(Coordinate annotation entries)
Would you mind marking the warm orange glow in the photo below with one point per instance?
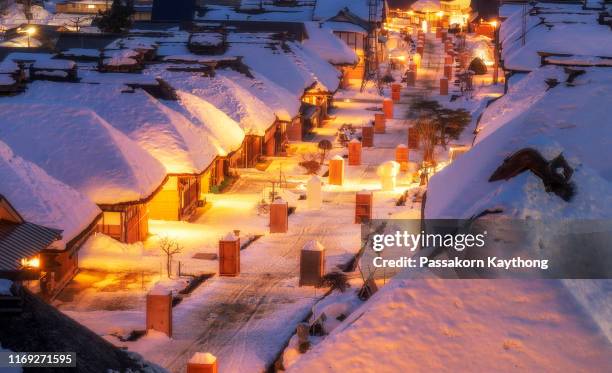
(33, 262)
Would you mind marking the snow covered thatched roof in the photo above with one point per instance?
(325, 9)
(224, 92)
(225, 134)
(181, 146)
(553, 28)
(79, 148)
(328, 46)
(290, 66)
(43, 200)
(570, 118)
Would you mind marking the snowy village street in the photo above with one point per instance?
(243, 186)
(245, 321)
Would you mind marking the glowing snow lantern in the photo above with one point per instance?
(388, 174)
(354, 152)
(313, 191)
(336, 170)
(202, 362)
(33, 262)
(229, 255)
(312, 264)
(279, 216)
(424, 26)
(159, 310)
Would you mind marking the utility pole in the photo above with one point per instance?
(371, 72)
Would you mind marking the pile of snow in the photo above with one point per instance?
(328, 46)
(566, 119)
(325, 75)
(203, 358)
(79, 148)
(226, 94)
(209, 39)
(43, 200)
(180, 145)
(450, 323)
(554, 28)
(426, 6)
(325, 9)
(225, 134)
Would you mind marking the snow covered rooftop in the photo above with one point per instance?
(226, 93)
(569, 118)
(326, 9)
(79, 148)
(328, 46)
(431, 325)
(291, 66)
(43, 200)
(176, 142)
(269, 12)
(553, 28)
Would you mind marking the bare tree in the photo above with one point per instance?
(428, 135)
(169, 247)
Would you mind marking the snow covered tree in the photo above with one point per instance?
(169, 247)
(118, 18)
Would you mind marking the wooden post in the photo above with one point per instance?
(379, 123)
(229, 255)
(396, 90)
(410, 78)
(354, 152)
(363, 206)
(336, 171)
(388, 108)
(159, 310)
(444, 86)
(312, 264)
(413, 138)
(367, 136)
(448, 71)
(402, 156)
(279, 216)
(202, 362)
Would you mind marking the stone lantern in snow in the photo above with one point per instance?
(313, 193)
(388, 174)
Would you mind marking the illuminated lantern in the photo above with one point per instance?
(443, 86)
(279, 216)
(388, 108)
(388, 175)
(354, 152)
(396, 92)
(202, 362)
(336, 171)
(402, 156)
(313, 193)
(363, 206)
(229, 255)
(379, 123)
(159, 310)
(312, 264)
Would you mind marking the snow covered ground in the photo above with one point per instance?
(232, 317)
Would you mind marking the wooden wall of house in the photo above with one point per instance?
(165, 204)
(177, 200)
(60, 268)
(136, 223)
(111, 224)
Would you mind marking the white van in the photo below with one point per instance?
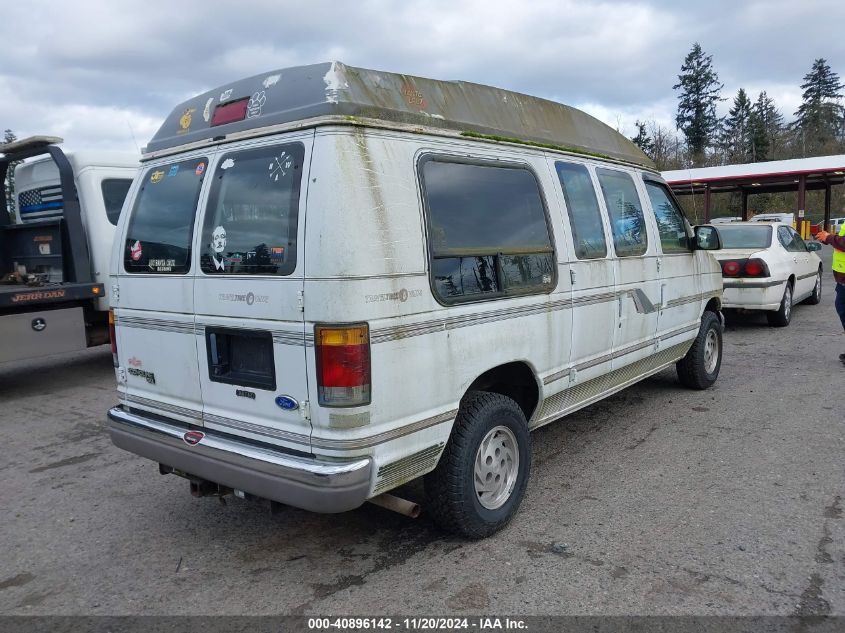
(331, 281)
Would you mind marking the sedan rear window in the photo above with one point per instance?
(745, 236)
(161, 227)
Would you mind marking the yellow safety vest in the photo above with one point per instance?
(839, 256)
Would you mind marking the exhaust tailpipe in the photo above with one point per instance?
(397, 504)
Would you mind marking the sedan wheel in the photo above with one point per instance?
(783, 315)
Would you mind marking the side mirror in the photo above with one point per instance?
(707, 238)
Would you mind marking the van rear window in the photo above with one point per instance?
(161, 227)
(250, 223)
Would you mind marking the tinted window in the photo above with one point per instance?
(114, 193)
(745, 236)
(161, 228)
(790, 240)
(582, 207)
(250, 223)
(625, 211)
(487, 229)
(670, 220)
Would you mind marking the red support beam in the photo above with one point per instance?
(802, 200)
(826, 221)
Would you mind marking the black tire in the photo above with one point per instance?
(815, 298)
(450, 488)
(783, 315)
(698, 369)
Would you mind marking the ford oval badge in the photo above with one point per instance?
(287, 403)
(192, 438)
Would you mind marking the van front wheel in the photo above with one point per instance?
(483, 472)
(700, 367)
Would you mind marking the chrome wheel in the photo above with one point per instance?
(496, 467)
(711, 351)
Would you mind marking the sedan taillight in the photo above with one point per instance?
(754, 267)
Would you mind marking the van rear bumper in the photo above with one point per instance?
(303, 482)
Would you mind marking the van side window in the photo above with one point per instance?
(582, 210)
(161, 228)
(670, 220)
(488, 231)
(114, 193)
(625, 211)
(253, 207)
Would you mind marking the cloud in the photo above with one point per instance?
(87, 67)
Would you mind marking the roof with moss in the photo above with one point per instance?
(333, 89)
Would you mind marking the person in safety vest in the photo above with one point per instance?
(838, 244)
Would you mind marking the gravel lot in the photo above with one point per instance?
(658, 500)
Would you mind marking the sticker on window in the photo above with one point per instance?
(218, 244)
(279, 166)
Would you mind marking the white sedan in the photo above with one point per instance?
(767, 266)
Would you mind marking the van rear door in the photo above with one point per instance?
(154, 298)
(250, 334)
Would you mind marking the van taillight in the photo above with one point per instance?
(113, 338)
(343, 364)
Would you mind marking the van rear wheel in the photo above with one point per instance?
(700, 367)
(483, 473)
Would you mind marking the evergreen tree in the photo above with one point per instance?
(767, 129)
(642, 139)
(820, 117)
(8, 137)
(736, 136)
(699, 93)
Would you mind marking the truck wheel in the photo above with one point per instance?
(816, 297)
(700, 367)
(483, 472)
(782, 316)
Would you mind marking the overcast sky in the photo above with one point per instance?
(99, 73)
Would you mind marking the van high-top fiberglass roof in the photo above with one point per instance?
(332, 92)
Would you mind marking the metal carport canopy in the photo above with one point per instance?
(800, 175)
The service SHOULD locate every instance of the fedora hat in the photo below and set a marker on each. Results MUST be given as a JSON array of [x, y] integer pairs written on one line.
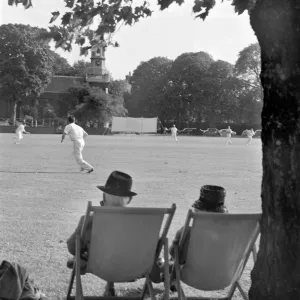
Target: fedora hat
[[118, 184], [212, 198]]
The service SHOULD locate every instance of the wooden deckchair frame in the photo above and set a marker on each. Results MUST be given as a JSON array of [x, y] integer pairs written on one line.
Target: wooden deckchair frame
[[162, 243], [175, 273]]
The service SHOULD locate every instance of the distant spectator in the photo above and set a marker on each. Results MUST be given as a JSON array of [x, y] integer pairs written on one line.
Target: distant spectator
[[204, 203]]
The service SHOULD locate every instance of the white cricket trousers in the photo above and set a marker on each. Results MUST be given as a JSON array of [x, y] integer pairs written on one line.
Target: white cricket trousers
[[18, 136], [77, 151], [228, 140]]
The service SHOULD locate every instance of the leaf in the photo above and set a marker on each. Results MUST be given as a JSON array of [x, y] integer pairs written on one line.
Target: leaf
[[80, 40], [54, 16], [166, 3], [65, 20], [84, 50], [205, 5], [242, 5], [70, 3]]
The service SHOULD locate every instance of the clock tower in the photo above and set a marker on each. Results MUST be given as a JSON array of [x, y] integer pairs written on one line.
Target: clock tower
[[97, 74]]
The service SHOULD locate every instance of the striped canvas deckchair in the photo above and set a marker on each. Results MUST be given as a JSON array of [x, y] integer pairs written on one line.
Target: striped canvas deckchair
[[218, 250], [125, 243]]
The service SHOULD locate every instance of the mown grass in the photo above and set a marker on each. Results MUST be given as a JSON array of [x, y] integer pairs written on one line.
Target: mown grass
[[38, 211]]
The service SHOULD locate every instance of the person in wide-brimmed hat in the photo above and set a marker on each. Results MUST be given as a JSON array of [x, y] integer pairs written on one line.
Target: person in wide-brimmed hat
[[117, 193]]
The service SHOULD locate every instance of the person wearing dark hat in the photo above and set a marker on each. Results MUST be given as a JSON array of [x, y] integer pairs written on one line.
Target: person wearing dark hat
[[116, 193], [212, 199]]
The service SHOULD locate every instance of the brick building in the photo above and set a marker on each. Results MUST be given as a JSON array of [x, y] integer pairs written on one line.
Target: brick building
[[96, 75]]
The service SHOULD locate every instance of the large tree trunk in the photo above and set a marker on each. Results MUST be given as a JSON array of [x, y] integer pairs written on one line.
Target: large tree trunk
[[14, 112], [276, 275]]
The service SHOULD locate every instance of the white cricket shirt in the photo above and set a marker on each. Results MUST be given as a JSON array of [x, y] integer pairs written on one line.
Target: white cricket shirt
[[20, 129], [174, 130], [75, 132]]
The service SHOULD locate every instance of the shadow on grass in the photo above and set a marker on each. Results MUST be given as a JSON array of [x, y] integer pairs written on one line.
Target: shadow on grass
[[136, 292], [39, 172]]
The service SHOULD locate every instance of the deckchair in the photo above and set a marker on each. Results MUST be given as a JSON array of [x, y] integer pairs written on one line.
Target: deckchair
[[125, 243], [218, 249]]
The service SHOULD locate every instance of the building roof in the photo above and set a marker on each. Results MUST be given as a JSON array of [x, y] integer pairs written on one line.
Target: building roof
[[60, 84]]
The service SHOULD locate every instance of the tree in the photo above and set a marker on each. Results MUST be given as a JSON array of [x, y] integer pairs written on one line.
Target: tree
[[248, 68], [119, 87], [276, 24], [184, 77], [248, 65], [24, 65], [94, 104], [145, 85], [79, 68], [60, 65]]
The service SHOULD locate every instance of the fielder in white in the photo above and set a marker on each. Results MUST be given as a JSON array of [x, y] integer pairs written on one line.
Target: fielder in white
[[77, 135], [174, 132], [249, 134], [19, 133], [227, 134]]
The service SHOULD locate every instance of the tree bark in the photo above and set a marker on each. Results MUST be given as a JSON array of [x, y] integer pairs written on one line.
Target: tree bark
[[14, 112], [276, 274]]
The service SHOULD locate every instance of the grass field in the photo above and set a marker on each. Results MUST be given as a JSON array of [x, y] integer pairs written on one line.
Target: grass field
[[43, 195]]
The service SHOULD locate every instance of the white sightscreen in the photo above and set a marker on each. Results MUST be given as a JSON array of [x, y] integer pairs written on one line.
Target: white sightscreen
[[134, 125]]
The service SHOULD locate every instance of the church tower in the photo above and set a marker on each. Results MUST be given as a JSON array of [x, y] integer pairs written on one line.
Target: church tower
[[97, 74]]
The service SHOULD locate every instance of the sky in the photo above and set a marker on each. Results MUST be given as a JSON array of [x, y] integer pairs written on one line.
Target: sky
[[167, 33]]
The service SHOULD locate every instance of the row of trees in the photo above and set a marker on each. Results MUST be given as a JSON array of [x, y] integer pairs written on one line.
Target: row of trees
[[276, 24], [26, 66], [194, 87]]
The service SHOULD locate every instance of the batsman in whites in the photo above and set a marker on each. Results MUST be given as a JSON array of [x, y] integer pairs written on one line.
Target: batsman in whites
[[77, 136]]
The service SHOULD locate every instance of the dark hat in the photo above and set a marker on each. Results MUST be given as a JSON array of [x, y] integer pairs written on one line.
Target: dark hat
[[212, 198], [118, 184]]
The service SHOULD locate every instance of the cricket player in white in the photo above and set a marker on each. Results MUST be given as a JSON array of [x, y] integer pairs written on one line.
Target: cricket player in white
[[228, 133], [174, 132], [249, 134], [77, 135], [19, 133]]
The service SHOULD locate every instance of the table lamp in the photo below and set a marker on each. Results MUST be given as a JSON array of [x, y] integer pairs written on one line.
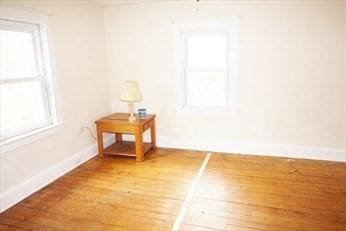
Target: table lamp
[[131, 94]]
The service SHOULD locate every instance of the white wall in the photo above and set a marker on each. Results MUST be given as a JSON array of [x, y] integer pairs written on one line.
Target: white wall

TASK GOAL = Recast the items from the line that has "The service SHOULD locate every instance of the row" through the line that has "[[77, 136]]" as a two-column CSV with the headers text and answer, one row per item. Put each item's text and its answer in a single quoted field, replacing line breaks with spaces.

RESULT FOR THIS TASK =
text,answer
"The service SHOULD locate every instance of the row of trees in the photo above and set a marker on each. Results MUST be given as a JSON array of [x, y] integer pairs written on one line. Target: row of trees","[[276, 24], [26, 66], [194, 87]]"
"The service SHOULD locate every instance of the batsman in whites in the photo above and set a marker on each. Results MUST be given as a JSON array of [x, y] integer pairs written on one line. Target: batsman in whites","[[77, 136]]"